Objective: Rewrite the records below, replacing "spotted" with "found" in every one of them and leaving everything else as it is.

Coordinate annotation records:
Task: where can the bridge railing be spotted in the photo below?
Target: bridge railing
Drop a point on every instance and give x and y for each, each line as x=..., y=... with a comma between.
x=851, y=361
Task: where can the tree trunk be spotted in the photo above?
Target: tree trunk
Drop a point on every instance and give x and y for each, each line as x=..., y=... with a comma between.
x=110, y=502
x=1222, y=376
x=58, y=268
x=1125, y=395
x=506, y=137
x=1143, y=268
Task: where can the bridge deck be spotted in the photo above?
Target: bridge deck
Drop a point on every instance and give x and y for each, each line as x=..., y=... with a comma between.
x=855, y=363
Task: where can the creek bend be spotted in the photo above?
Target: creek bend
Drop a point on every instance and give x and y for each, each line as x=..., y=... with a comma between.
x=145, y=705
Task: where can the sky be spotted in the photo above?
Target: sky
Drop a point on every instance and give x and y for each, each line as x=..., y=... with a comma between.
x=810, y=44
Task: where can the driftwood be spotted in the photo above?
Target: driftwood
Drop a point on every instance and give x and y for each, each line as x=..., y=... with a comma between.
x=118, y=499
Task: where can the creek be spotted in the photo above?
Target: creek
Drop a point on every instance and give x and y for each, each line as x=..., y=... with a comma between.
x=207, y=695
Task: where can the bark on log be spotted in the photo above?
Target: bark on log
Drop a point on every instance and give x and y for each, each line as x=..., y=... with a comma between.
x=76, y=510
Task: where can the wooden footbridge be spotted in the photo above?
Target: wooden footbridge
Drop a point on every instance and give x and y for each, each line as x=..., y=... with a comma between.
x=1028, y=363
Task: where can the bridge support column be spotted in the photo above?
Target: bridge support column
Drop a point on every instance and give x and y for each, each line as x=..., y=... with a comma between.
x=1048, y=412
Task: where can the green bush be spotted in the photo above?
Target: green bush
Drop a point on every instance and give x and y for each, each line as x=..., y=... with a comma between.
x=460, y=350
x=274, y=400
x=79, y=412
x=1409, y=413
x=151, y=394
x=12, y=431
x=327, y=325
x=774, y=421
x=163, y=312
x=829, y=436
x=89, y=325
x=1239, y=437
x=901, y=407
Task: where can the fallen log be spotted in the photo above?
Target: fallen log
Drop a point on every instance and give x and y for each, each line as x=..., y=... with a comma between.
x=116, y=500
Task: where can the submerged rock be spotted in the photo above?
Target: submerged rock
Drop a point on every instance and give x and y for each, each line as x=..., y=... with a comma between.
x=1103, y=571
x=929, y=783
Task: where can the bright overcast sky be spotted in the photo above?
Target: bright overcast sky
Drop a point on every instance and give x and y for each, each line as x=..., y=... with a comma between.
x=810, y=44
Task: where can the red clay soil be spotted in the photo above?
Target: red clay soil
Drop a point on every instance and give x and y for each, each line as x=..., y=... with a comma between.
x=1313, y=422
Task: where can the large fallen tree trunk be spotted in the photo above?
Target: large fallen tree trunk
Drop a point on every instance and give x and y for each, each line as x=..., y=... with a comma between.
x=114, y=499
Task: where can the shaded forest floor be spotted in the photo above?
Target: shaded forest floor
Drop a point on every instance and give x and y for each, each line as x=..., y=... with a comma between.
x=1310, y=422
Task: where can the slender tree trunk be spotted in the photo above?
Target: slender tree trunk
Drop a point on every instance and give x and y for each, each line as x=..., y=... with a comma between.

Output of the task:
Task: where can the bridge railing be found in the photo below?
Target: bridge railing
Drop a point on every instance and give x and y for each, each line as x=..., y=... with a comma between.
x=851, y=361
Task: where can the tree trunk be found in the photo above?
Target: tree trunk
Drop a point on every instance and give x and y for each, each line as x=..., y=... with a comma between.
x=110, y=502
x=1222, y=376
x=58, y=268
x=1125, y=395
x=506, y=137
x=1143, y=268
Task: where can the bridge deck be found in the photo above?
Target: bridge deck
Drop a point on every instance and give x and y for each, each line as x=..., y=... with a comma between.
x=855, y=363
Task: where can the creek bend be found in the photo above?
Target: creek bend
Drop a point on every instance and give x and y for each, each line as x=..., y=... with a comma between.
x=145, y=705
Task: where can the sky be found in the photo above?
Target: sky
Drop a point on every instance and give x and y for each, each line as x=..., y=... with a comma between.
x=810, y=44
Task: where can the driftwood be found in the photo above?
Target: driftwood
Drop a point on every instance and give x and y for each, each line as x=..., y=... with a comma between.
x=118, y=499
Task: where can the creek be found in the photo above?
Target: creek
Drop a point on every instance and give x and y for each, each line as x=..., y=... with a comma between.
x=207, y=695
Task: where can the bark on log be found in the photo above?
Target: bark on log
Drop a point on every instance and give x and y for each, each line as x=..., y=... with a comma between.
x=76, y=510
Task: where can the wooden footbridge be found in the photo above?
Target: wooden footbridge
Drop a point on every instance and give x and y for each, each line as x=..., y=... with a comma between.
x=1028, y=363
Task: where can the bridge support column be found in the photo above?
Target: bridge support column
Drop a point on every instance and give x and y for each, each line as x=..., y=... with a comma between.
x=1048, y=412
Task: where can the green bush be found in the photo above?
Target: green bush
Drop a point on every instance and give x and y for each, each line as x=..., y=... with a comma between.
x=460, y=350
x=274, y=400
x=79, y=412
x=1409, y=413
x=151, y=394
x=12, y=431
x=327, y=325
x=774, y=421
x=163, y=312
x=829, y=436
x=89, y=325
x=1239, y=437
x=901, y=407
Task: where can the fallen log be found in the photo above?
Target: fallen log
Drop a point on every instance and give x and y for each, each line as x=..., y=... with a comma between.
x=116, y=500
Task: where can the submerged rock be found in the photo above?
Target: submerged rock
Drop a point on every instance and give x and y for each, each line as x=..., y=... with a comma between.
x=1103, y=571
x=929, y=783
Task: where can the bright overcast sky be found in the photo above?
Target: bright overcast sky
Drop a point on every instance and give x and y for each, each line as x=..., y=... with a comma between.
x=810, y=44
Task: where can the red clay soil be found in the photo above?
Target: red clay soil
Drop a point on every instance and give x and y for each, each line as x=..., y=... with a comma between.
x=1313, y=422
Task: where can the large fallen tree trunk be found in the photo above?
Target: large fallen tree trunk
Drop a point on every instance and give x and y for each, each line as x=..., y=... with a comma between.
x=114, y=499
Task: where can the shaded forest floor be found in the photo above?
Target: shaded forest floor
Drop a point on every instance and give x and y for each, each line as x=..., y=... with a comma between.
x=1310, y=422
Task: where can the slender tree trunk be found in the photo above?
Target: slender tree trunk
Drop a point on every instance and give x and y for each, each line as x=..., y=... with a comma between.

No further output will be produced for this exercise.